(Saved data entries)
================================

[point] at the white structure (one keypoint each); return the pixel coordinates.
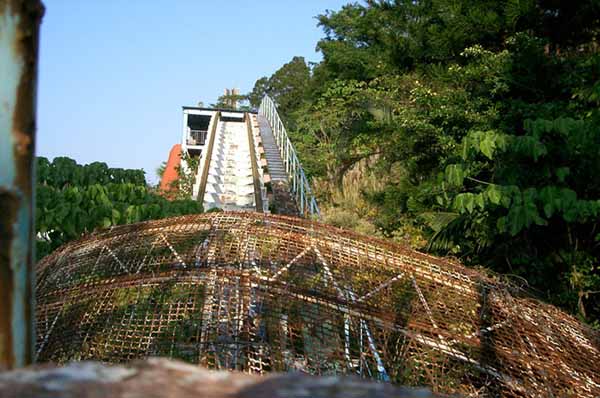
(230, 178)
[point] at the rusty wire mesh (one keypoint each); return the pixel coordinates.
(262, 293)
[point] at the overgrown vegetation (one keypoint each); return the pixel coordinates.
(74, 199)
(469, 128)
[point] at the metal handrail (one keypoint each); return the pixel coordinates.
(299, 185)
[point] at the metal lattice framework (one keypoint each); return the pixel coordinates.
(262, 293)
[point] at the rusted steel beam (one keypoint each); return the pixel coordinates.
(19, 33)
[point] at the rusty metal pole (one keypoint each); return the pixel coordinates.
(19, 34)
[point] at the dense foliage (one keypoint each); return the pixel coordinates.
(469, 128)
(74, 199)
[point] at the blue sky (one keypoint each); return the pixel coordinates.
(114, 74)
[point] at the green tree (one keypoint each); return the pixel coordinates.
(72, 200)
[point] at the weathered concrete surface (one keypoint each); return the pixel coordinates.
(157, 377)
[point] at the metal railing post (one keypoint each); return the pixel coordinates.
(293, 167)
(19, 33)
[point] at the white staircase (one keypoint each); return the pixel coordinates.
(229, 185)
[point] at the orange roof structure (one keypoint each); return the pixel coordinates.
(170, 175)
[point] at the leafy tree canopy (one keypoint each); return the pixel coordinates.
(468, 128)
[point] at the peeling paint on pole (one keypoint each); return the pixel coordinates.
(19, 27)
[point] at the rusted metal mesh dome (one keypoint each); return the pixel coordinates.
(264, 293)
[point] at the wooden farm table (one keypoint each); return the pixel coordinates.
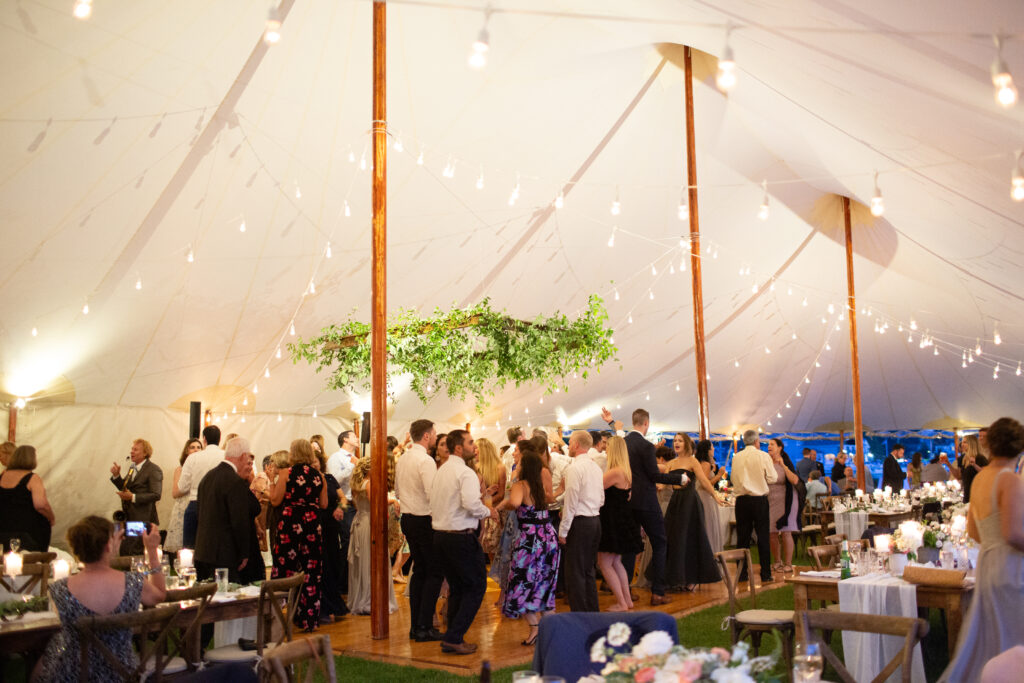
(33, 633)
(951, 600)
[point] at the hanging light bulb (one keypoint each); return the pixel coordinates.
(878, 204)
(271, 32)
(1017, 180)
(726, 76)
(83, 9)
(763, 211)
(1006, 92)
(478, 57)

================================

■ Given instruction ■
Please write out all the records above again, substituting "image coordinates" for every "pixel coordinates" and leaving everything else as it is. Omit the pictures from your answer.

■ Final result ■
[point] at the white structure (one keypoint each); return the image coordinates.
(230, 178)
[point] at the rusty wire mesh (one keypoint each); return the image coordinates.
(262, 293)
[point] at the overgrown vegetation (one keypoint each); return the image coordinates.
(74, 199)
(469, 128)
[point] at the metal handrail (one keypoint each); return the image coordinates.
(299, 185)
[point] at the metal lattice framework (one keypoint each); return the image coordinates.
(262, 293)
[point] at the rusted steel beam (one keypoint each); return the image coordinates.
(19, 33)
[point] at the rusty metal pole (one keypoint each); return the image coordinates.
(19, 34)
[point] at the dense foliage (one keypoint each); return the image coordinates.
(469, 128)
(74, 199)
[point] at the blue sky (one keypoint each); return the image coordinates.
(114, 74)
[point] at the green tree (one keypoint each); return the image coordinates.
(72, 200)
[point] at the weathered concrete surface (one keypoint each); return the image coordinates.
(157, 377)
[point] at the metal railing post (one keypoint each); return the image coordinates.
(293, 167)
(19, 33)
[point] at the white staircase (one keypoint each); return the image coordinates.
(229, 185)
[point] at the orange roof structure (one keypoint each); return the image coordinates.
(170, 175)
[point] at the leafy tree canopy (one keypoint each); return the image coordinates.
(468, 128)
[point] at the peeling paint on pole (one keypoint each); return the image coordinates.
(19, 27)
[point] at the rusted metal mesh dome (one keypoint each); return the image coordinates.
(264, 293)
[point] at the wooden farm table (one keypoint each); return the image coordinates.
(33, 633)
(951, 600)
[point] at the hanging light bulb (one keypoint each); return the image coordinates.
(878, 204)
(271, 32)
(1017, 180)
(726, 76)
(83, 9)
(763, 211)
(1006, 92)
(478, 57)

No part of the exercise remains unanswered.